(Beginning of Source extract)
# Scraping and Cleaning High-Level College Data

In this project, we'll be parsing college data from [CollegeData.com](https://www.collegedata.com/en/).  The site provides a wealth of information for prospective U.S.-based college students in an effort to help them with their decision-making process (providing data relating to areas such as financials, student population and statistics, satisfaction rates, etc).  It's a reasonably full-featured platform, overall, that provides users the ability to dive into the data, track deadlines, and find strong school matches for themselves; among other things.

We'll be pulling and parsing HTML data from CollegeData's search feature, focusing on compiling the high-level data provided initially as search results by the site (versus diving into individual college pages for more granular data - certainly a candidate for a subsequent project).  Once we parse out the information we're interested in, we will organize and clean it using pandas.

## Pulling the HTML Code & Parsing The Data

For the sake of expediency, avoiding possible future issues with changes to the HTML structure of CollegeData's search results page, and accounting for the fact that the search results gate some of the data based on the lack of a request verification token (normally attained through being logged in to a free account on the website); we've already saved a copy of the full HTML file (`collegedata.html`) that was pulled using Python's `requests` package.

For posterity: the HTML was retrieved by sending a `GET` request to `https://www.collegedata.com/en/explore-colleges/college-search/SearchByPreference/?SearchByPreference.SearchType=1&SearchByPreference.CollegeName=*` with a request verification token included within the request headers.  Note that this URL provides nothing other than `*` as search criteria, allowing us to pull results that include all available schools in CollegeData's database.
(End of Source extract)
(Beginning of Extracted entries)
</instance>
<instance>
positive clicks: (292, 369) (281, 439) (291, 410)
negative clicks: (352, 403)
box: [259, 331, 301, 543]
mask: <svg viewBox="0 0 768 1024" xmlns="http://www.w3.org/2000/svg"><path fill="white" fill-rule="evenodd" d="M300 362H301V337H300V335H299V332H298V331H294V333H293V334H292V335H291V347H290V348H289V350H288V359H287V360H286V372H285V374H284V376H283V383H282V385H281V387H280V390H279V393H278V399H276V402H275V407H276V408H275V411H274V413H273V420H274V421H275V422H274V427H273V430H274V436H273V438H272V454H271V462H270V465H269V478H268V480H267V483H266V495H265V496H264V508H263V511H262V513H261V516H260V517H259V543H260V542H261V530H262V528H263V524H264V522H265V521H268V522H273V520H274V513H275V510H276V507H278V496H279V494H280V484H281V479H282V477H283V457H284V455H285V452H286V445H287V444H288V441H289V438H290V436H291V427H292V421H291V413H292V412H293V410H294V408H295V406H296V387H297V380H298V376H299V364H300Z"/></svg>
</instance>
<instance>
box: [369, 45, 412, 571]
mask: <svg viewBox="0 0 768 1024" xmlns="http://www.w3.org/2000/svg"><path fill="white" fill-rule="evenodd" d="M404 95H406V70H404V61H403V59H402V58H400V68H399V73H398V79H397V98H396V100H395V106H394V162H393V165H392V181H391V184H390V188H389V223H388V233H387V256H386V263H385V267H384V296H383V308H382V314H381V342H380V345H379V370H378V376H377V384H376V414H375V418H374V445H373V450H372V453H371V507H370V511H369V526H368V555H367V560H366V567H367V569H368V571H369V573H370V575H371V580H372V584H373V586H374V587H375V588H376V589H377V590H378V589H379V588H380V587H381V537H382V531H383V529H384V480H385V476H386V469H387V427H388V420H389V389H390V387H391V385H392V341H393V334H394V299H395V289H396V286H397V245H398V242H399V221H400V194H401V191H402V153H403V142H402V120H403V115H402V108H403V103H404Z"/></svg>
(End of Extracted entries)
## Request 1
Using the text on scraping CollegeData, rewrite the paragraph that begins "For posterity:" as a short bulleted list that keeps its main facts.
## Request 2
Reproduce the lines of the records from the very first line through the line containing "box: [259, 331, 301, 543]", including both of those lines, and give nothing else.
The records and the text above were taken from unrelated sources.

## Exercise output 1
- The HTML was retrieved with a `GET` request to `https://www.collegedata.com/en/explore-colleges/college-search/SearchByPreference/?SearchByPreference.SearchType=1&SearchByPreference.CollegeName=*`.
- A request verification token was included in the request headers.
- The URL gives only `*` as search criteria, so the results include all available schools in CollegeData's database.

## Exercise output 2
</instance>
<instance>
positive clicks: (292, 369) (281, 439) (291, 410)
negative clicks: (352, 403)
box: [259, 331, 301, 543]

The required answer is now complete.